**Work to complete:**
Repeat, exactly and completely, the material that follows. Omit the pictures.

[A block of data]
###

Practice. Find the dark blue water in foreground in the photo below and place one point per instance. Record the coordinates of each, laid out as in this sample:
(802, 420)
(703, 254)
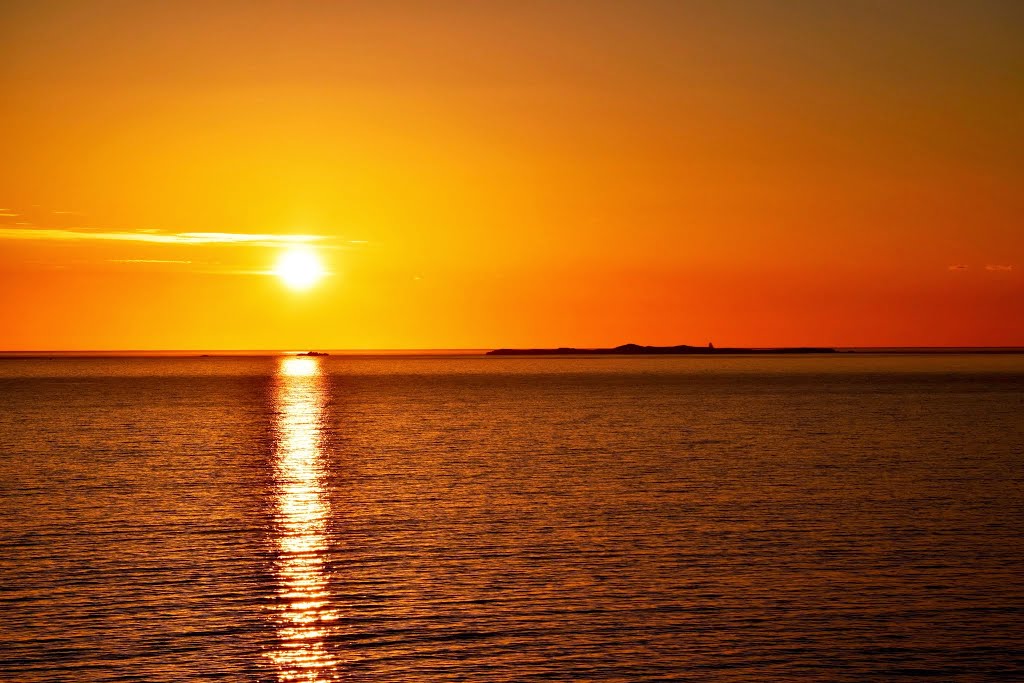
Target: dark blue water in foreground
(840, 518)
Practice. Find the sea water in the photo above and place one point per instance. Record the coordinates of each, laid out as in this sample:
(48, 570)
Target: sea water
(764, 518)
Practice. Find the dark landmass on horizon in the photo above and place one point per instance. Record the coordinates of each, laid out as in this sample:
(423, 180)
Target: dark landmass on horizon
(637, 349)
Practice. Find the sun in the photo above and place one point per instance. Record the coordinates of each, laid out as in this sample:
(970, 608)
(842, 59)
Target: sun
(299, 267)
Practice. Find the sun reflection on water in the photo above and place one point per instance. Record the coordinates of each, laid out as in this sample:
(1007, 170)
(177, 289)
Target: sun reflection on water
(304, 613)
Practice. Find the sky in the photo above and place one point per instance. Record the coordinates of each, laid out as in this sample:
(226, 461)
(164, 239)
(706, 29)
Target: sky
(485, 174)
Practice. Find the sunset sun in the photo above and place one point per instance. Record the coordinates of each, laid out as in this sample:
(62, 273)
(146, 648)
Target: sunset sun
(299, 267)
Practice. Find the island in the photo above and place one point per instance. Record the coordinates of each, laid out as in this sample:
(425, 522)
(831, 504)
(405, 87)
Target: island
(637, 349)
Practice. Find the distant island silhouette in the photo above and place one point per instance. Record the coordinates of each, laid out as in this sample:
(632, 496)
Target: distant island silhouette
(637, 349)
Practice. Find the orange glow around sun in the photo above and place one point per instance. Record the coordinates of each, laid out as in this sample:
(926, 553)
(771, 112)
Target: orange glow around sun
(192, 175)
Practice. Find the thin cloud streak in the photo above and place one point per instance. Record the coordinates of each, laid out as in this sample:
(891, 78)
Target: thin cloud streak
(153, 237)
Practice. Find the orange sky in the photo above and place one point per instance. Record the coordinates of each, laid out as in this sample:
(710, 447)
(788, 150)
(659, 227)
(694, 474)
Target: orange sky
(511, 173)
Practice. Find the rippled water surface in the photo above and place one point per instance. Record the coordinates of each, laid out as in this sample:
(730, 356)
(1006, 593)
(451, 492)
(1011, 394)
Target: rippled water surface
(843, 517)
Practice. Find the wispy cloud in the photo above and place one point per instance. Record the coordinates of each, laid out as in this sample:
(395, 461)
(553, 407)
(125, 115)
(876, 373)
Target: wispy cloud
(156, 237)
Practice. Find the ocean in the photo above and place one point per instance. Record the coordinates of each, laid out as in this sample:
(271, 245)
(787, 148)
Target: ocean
(844, 517)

###

**Finished exercise:**
Practice. Find the dark blue water in foreground in the photo below and place one point per instance. Record the coordinates of each, laid out as in this sample:
(802, 420)
(703, 254)
Target: dark blue water in foreground
(840, 518)
Practice. Find the sea water in the photo above and place one point per instance. Record the coordinates of each, laid out as in this sample:
(48, 570)
Target: sea water
(764, 518)
Practice. Find the dark landmass on horizon in the photo above and place one point per instance. Record the coordinates of each, laid out as in this sample:
(423, 180)
Target: dark landmass on horizon
(637, 349)
Practice. Find the sun in the photo above and place one point per instance. Record the coordinates of each, laid out as in this sample:
(970, 608)
(842, 59)
Target: sun
(299, 267)
Practice. Find the sun reflection on water in the photo above and place one point per instance. Record the coordinates of each, laid out as in this sample:
(1007, 170)
(177, 289)
Target: sun reflection on water
(304, 613)
Practice. Find the sky in the photo above and place one point per instance. Record the coordinates of each, laid out as in this sample:
(226, 461)
(164, 239)
(706, 29)
Target: sky
(485, 174)
Practice. Find the sunset sun in the photo above and place one point per instance. Record the coordinates of each, laid out as in this sample:
(62, 273)
(146, 648)
Target: sunset sun
(299, 267)
Practice. Find the island in the photo above and place one point per instance. Record the coordinates of each, laid out as in this sample:
(425, 522)
(831, 504)
(405, 87)
Target: island
(637, 349)
Practice. Find the distant island silhouette in the photo above and place one point per instance. Record the coordinates of each, laid out as in this sample:
(632, 496)
Target: distant island silhouette
(637, 349)
Practice. Find the orange glow around sun in the photo above and place one point per instance. Record the coordinates of each, laid out as in this sample:
(926, 553)
(771, 112)
Target: orange glow around sun
(192, 175)
Practice. Find the thin cloud streak in the photo above and place one point per instance. Record the coordinates of each, laid out as in this sample:
(891, 78)
Target: thin cloud streak
(153, 237)
Practice. Find the orange sky in the photo above and place one point per instance. Record the coordinates of each, laid out as in this sample:
(710, 447)
(788, 150)
(659, 227)
(694, 474)
Target: orange sky
(511, 173)
Practice. Find the rippled water surface in the photo above and place one point per instance. Record the coordinates of each, laid out as in this sample:
(730, 356)
(1006, 593)
(451, 492)
(1011, 394)
Target: rippled water surface
(843, 517)
Practice. Find the wispy cloud in the photo above and place one point per instance. Record the coordinates of each, laid out as in this sample:
(395, 461)
(553, 407)
(125, 115)
(876, 373)
Target: wispy cloud
(156, 237)
Practice. Find the ocean in the photo above and place one point per instance. Record the coordinates of each, laid out as in this sample:
(271, 245)
(787, 148)
Target: ocean
(844, 517)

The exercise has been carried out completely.